Continue the article on official reaction to the independent Soviet peace movement from its last paragraph.

PAGE EXCERPT
---

Independent Soviet Peace Movement: Official Reaction

What punishment is in store for a person who gets the idea of proposing a ban on war toys, East and West? Or a Soviet-American program to teach peace in the schools? How many years in labor camp will someone have to serve for calling on the USSR and the USA to exchange — not mutual recriminations, but their children for the school holidays?

These questions may seem crazy to any sane person. But the KGB has already asked them, ever since the day last October when Oleg Radzinsky, an independent peace activist, was arrested in Moscow. And in fact, the KGB has already decided the answer: up to seven years of prison camp, plus five years of internal exile — the exact sentence will be determined at Oleg’s trial, still to take place.

We could ask the same kind of odd question about the years of slave labor you could get for collecting signatures to an appeal to the citizens of the USSR and the USA to enter into and extend the politicians’ dialogue in both countries. The answer is just as odd. In April of this year, in Siberia, two Moscow independent peace group activists, Alexander Shatravka and Vladimir Mishchenko, were tried for this very activity, and sentenced to three years and one year of labor camp, respectively.

For a year and a half, people around the world have been watching incredulously as hundreds of KGB agents have methodically stifled a small group of Soviet citizens. This group not only did not criticize the Soviet government, it actually tried, with stubborn persistence, to put into practice what the Soviet government talks about incessantly: the group spoke out for disarmament and overcoming distrust between the peoples of the West and East.

Many people, particularly anti-nuclear activists in the West, have been curious to hear what the Soviet authorities would finally say about the independent Trust Group, as the independent committee is known, and about its activities for peace. Up until now, the Soviet government’s reaction to the Group has been unintelligible — fists and barbed wire. But finally, on April 26, 1983, in the Tyumen Region of Siberia, the soviet authorities made a response that everyone could understand. The Soviet political experts finally had their say at the trial of independent peace activists Alexander Shatravka and Vladimir Mishchenko.

But the authorities certainly didn’t want this official response to be publicized. Soviet officials permitted the statement to be read aloud at a closed trial in a far-off Siberian village. They chose this strange setting in complete confidence that not a single idealist in the West would ever hear them.

---

INFORMATION GIVEN
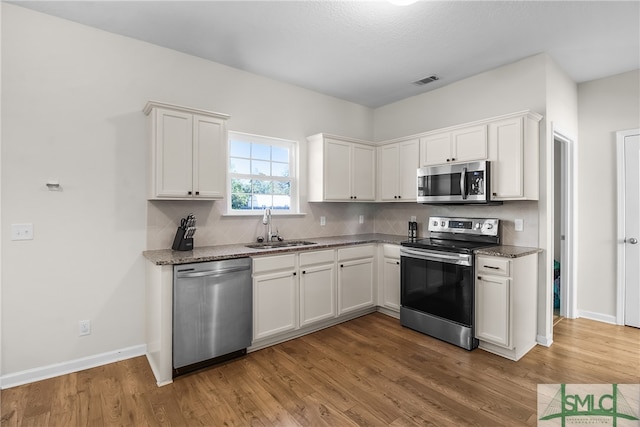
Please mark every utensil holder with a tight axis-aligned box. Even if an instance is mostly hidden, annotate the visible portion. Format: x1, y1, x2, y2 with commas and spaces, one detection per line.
171, 227, 193, 251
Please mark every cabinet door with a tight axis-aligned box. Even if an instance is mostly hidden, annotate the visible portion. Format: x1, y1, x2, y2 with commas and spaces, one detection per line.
300, 263, 336, 326
378, 144, 398, 201
398, 139, 420, 202
476, 275, 511, 348
420, 132, 451, 166
338, 258, 373, 314
350, 144, 376, 200
253, 271, 297, 340
322, 139, 352, 200
382, 258, 400, 311
153, 109, 193, 198
193, 115, 226, 199
451, 125, 487, 162
489, 117, 524, 200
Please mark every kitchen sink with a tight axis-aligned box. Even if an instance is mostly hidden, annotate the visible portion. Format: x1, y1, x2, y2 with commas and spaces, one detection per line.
246, 240, 316, 249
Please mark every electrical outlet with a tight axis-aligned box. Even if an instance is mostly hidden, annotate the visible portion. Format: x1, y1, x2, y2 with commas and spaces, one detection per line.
11, 224, 33, 240
513, 218, 524, 231
78, 320, 91, 337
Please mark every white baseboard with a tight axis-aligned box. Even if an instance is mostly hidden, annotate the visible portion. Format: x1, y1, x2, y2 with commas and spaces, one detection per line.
578, 310, 618, 325
536, 335, 553, 347
0, 344, 147, 390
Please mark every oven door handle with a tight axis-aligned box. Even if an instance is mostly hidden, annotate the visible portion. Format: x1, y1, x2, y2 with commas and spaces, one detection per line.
400, 248, 471, 266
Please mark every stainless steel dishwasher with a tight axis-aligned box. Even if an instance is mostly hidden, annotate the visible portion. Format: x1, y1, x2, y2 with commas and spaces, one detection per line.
173, 258, 253, 377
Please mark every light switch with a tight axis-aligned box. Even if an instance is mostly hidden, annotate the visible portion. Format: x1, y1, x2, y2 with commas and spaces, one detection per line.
513, 218, 524, 231
11, 224, 33, 240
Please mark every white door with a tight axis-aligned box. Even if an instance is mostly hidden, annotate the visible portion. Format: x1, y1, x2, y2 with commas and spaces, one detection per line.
398, 139, 420, 202
624, 134, 640, 328
378, 144, 398, 201
324, 139, 353, 200
350, 144, 376, 200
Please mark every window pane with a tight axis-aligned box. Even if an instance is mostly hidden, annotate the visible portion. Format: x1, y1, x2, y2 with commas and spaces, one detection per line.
273, 181, 291, 196
271, 162, 289, 176
271, 145, 289, 163
251, 160, 271, 176
251, 144, 271, 160
229, 157, 251, 175
227, 132, 296, 212
229, 140, 251, 159
251, 179, 273, 194
253, 195, 273, 210
231, 178, 251, 193
273, 196, 291, 209
231, 193, 251, 210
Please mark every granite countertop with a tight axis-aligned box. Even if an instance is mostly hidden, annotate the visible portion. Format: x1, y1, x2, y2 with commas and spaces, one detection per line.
473, 245, 542, 258
142, 233, 407, 265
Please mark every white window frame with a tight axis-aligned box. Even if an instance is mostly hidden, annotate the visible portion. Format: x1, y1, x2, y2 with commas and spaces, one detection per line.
226, 131, 300, 216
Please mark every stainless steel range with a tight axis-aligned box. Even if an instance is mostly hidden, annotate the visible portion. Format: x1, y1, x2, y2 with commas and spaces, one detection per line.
400, 217, 500, 350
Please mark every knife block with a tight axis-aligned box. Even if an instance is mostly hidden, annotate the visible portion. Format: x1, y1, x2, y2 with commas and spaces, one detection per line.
171, 227, 193, 251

---

RESPONSE FOR THIS EXERCISE
It became clear why the authorities tried to hide their pronouncements five months after the trial. Thanks to the curiosity of Western peace activists, three documents from the official legal examination of the case finally made their way to the West. In these documents, “representatives of Soviet political science,” as they called themselves, gave their official evaluation of the “crimes against the State” that Shatravka and Mishchenko has committed.

An “Experts’ Commission” had convened which included Prof. G. B. Ignatenko, Ph.D. in jurisprudence and department chairman at the R.D. Redenko Institute; Prof. K. N. Lyubushin, Ph.D. and history and philosophy department chairman at Ural State University; Prof. G. P. Orlov, Ph.D., chairman of the faculty of historical materialism at Ural State. They introduced as evidence to the court their legal evaluation of the Moscow independent peace group’s founding “appeal to the Governments and Peoples of the USSR and the USA.” Shatravka and Mishchenko were accused of collecting signatures to this document.

Prof. G. F. Kutsev, rector of Tyumen State University, and V. A. Danilov, assistant professor at Tyumen State University and dean of the history department introduced to the court a record of their examination of the “appeal,” and their review of the document.

The accusations leveled by these political experts against the Soviet independent peace activists reflect the ugly truth about the difference between what Soviet officials say, and what they really think.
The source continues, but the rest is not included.